▶ **SET EXERCISE**
Revise the records below by substituting "place a single marker" for every occurrence of "drop one dot", keeping all other text unchanged. Omit the pictures from the reproduced records.

Data extracted from a collection
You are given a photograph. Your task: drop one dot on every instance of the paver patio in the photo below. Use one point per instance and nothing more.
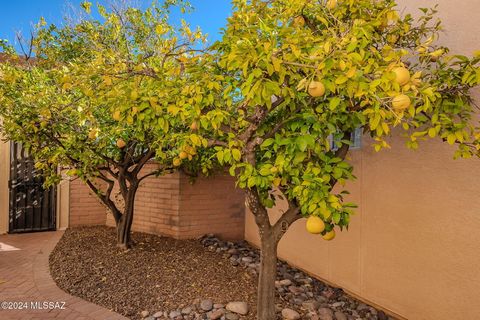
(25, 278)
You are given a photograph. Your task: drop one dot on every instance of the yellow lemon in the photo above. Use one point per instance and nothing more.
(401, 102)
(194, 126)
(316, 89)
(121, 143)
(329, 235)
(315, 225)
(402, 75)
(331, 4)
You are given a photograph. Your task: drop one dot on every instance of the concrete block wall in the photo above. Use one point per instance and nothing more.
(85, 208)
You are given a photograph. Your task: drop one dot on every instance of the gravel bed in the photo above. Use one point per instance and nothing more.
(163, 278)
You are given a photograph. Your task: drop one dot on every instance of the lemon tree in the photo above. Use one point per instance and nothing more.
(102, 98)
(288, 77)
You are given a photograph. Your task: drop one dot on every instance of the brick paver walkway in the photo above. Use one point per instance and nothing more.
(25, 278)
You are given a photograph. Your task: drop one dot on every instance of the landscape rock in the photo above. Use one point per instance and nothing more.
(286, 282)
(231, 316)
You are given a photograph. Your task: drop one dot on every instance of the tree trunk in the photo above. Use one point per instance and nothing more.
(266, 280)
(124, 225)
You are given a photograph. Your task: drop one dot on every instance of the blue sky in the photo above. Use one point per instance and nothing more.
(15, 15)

▶ **SOLUTION BELOW**
You are given a photograph. Your task: place a single marker on every instance of the paver patio in the photo below. Use one point per instance and nothing more.
(25, 278)
You are given a photograph. Your task: place a single marker on every instance of the yellow lemon in the photo above. Use one point per instance and nothing more.
(401, 102)
(194, 126)
(316, 89)
(121, 143)
(329, 235)
(315, 225)
(402, 75)
(331, 4)
You are given a photograph. Your task: place a single marker on every instance of the concrete block wall in the photo above. Use one point per instance and nothing more.
(85, 208)
You are given a photograph. Your task: place a single marker on every instance of the gravel bed in the photo above. Use one point per instance and nothing more.
(163, 278)
You are given a photograph. Your task: place a single marker on every instance of the lemon tree in the photo above. Use one point per instance and nothing more.
(102, 98)
(288, 77)
You are given a photograph. Your task: place a single marker on every instance of the brick paver walkway in the photo above. Use one point per instance and nothing more.
(25, 278)
You are given a photograph. Your task: place a single marker on every instance of the landscape rock in the photo above. Use one point per instance and nothing more.
(286, 282)
(231, 316)
You are given a photograph. Your task: place a single marker on every instance of the tree trunk in the photo above. Use one point per instance and nothing more.
(266, 280)
(124, 225)
You are given a photograph. Your task: place a single marker on every instance of the blue sky in the photo above. Use one point per instance and nothing more.
(15, 15)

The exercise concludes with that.